#### Required task:
Convert the material below into a Markdown table with the columns Row and Entry, starting at the line containing "the dark red" and running through the last line of the material. Number each line in Row, put its text in Entry, and leave out blank lines.

***

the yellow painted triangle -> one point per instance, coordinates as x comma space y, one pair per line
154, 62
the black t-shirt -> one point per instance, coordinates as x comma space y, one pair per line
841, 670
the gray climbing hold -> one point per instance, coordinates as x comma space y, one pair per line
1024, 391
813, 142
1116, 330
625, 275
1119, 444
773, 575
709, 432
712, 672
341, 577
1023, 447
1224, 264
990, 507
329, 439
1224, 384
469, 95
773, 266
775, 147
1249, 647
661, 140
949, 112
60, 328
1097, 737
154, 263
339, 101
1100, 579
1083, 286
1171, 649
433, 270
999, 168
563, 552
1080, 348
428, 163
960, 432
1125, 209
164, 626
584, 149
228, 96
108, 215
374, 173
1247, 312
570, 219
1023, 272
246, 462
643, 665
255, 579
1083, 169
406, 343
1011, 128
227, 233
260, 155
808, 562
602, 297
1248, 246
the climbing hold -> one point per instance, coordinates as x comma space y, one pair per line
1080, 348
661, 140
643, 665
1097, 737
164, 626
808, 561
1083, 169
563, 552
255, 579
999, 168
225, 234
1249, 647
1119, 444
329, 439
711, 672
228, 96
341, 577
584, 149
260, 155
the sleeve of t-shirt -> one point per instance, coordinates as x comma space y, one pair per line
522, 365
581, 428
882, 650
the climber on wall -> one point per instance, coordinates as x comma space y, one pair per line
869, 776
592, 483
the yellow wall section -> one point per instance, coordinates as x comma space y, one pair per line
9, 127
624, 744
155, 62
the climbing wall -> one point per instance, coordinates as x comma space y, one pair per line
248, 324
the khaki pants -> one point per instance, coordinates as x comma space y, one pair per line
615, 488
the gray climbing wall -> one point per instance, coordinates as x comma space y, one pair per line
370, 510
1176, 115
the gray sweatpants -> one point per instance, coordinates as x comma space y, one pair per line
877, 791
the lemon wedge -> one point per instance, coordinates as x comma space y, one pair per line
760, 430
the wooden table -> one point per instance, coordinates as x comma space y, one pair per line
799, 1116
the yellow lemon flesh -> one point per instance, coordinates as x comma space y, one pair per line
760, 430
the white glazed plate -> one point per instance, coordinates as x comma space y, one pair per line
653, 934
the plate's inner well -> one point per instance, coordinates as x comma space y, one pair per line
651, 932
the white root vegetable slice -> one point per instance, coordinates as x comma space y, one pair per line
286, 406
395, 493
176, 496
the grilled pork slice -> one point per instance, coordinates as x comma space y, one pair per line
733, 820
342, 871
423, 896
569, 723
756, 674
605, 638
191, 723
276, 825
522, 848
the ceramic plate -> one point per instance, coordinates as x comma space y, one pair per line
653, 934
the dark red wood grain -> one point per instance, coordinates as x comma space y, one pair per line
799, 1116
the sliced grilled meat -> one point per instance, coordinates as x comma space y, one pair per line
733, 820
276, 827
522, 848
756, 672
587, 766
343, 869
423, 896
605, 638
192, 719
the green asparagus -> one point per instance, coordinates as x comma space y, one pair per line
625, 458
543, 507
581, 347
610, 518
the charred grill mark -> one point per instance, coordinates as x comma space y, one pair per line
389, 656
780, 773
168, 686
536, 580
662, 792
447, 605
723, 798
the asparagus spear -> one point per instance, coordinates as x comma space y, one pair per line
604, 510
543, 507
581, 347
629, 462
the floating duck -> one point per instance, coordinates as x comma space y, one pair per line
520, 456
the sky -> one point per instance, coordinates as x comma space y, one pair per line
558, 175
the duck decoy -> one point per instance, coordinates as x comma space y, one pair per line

***

#### The result:
| Row | Entry |
|---|---|
| 1 | the dark red wood grain -> one point per instance, coordinates as x comma space y, one pair per line |
| 2 | 799, 1116 |
| 3 | the sliced grilled meat -> one point per instance, coordinates as x comma space y, one pair per line |
| 4 | 733, 820 |
| 5 | 276, 827 |
| 6 | 522, 848 |
| 7 | 756, 672 |
| 8 | 587, 766 |
| 9 | 343, 869 |
| 10 | 423, 896 |
| 11 | 605, 638 |
| 12 | 192, 719 |
| 13 | the green asparagus -> one point per instance, coordinates as x comma space y, one pair per line |
| 14 | 625, 458 |
| 15 | 543, 507 |
| 16 | 581, 347 |
| 17 | 610, 518 |
| 18 | the charred grill mark -> one point per instance, coordinates as x comma space y, one pair per line |
| 19 | 389, 656 |
| 20 | 780, 773 |
| 21 | 168, 686 |
| 22 | 536, 580 |
| 23 | 662, 792 |
| 24 | 447, 605 |
| 25 | 723, 798 |
| 26 | the asparagus spear -> one point per instance, coordinates as x comma space y, one pair per line |
| 27 | 604, 510 |
| 28 | 543, 507 |
| 29 | 581, 347 |
| 30 | 629, 462 |
| 31 | the floating duck -> one point per instance, coordinates as x comma space y, one pair per line |
| 32 | 520, 456 |
| 33 | the sky -> one point per instance, coordinates as x comma space y, one pair per line |
| 34 | 558, 175 |
| 35 | the duck decoy -> one point per instance, coordinates as x comma space y, one pair per line |